• **About this exercise**: Nothing but the lines from the one containing "Target: rear taillight" through the one containing "Target: sky", both included, should be given again, each exactly as written below.

= Beginning of Section =

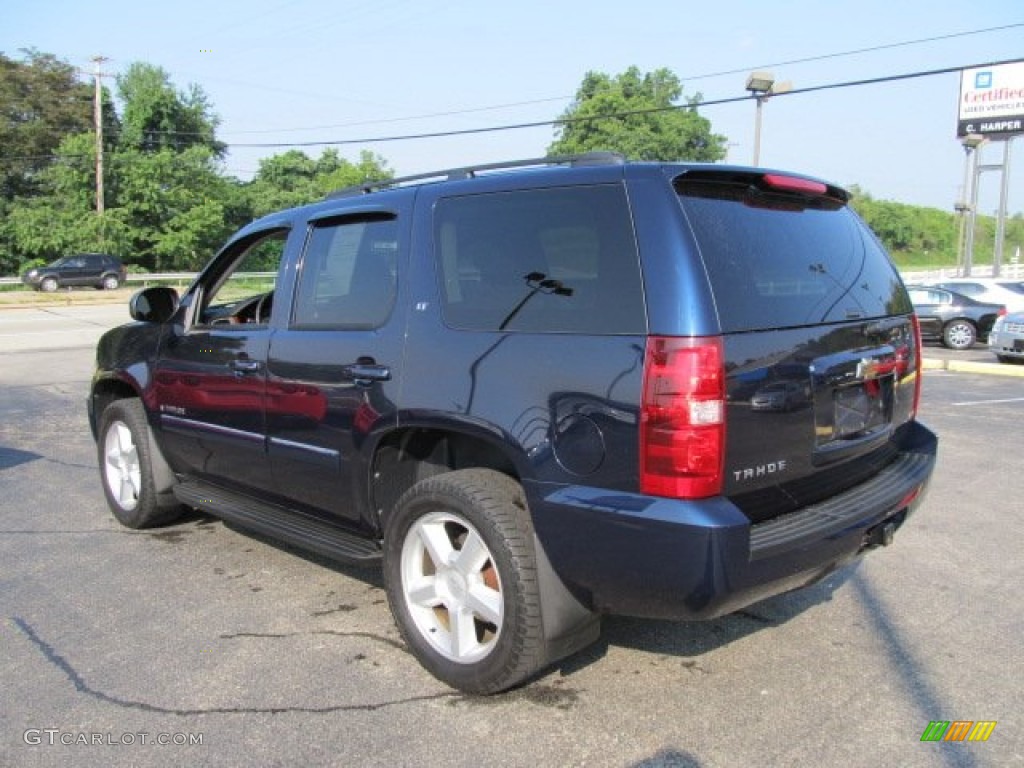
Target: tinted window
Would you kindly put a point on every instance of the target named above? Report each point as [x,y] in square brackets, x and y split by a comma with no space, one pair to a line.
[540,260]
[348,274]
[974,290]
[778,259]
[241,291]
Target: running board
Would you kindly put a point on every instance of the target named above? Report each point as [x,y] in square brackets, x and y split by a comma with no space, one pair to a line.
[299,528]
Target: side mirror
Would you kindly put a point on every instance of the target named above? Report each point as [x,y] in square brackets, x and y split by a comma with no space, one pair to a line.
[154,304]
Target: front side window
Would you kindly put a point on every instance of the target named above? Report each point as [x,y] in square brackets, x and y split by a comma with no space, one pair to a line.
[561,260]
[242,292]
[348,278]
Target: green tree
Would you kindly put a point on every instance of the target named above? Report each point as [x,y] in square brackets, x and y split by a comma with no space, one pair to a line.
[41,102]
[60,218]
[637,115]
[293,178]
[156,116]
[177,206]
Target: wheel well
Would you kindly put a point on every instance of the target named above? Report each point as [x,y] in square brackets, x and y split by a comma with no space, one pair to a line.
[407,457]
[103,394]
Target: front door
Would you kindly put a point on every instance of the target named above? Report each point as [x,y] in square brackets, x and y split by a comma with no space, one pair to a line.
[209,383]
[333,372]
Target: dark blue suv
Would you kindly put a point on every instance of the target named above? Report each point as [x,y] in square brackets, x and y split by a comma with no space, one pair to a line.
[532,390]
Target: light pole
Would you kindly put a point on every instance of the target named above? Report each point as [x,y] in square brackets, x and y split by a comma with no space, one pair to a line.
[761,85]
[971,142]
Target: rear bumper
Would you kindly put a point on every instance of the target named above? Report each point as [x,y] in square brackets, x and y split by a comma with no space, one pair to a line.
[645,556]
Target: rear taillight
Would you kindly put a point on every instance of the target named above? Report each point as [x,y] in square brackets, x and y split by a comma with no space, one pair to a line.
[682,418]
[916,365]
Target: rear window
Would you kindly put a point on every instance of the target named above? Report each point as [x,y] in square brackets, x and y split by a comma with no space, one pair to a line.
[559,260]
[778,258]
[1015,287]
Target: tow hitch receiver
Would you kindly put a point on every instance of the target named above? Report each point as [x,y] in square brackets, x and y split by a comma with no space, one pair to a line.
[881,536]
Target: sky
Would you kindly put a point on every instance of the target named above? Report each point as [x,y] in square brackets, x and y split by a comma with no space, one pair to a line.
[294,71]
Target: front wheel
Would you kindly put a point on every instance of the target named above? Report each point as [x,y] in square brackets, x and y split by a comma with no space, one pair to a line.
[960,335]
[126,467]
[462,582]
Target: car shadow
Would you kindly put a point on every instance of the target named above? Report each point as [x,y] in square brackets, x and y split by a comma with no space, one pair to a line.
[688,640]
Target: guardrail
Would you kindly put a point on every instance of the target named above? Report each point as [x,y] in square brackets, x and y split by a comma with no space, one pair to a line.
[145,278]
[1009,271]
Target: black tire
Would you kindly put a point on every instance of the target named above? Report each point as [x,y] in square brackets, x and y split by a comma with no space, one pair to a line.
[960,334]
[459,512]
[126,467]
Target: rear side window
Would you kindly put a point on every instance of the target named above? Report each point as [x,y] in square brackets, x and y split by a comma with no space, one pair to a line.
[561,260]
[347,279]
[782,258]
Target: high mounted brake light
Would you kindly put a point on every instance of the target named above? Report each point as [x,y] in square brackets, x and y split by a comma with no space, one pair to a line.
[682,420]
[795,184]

= End of Section =

• **Answer below**:
Target: rear taillight
Would you kindly put a point on every instance of the target named above? Report each point as [x,y] in square brackets, x and y split by a comma with no space, one pair to a line.
[682,418]
[916,365]
Target: rear window
Would you kindly put a point on every instance of the target named above? Report each point as [x,y] in square brackets, x and y split by a comma with no space, one pair to a line.
[559,260]
[778,258]
[1015,287]
Target: tow hitch receiver
Would you kindly put a point on every instance of the target named above? Report each point as [x,y] in square brackets, x and y split by a comma with no space, one pair to a line.
[881,536]
Target: sky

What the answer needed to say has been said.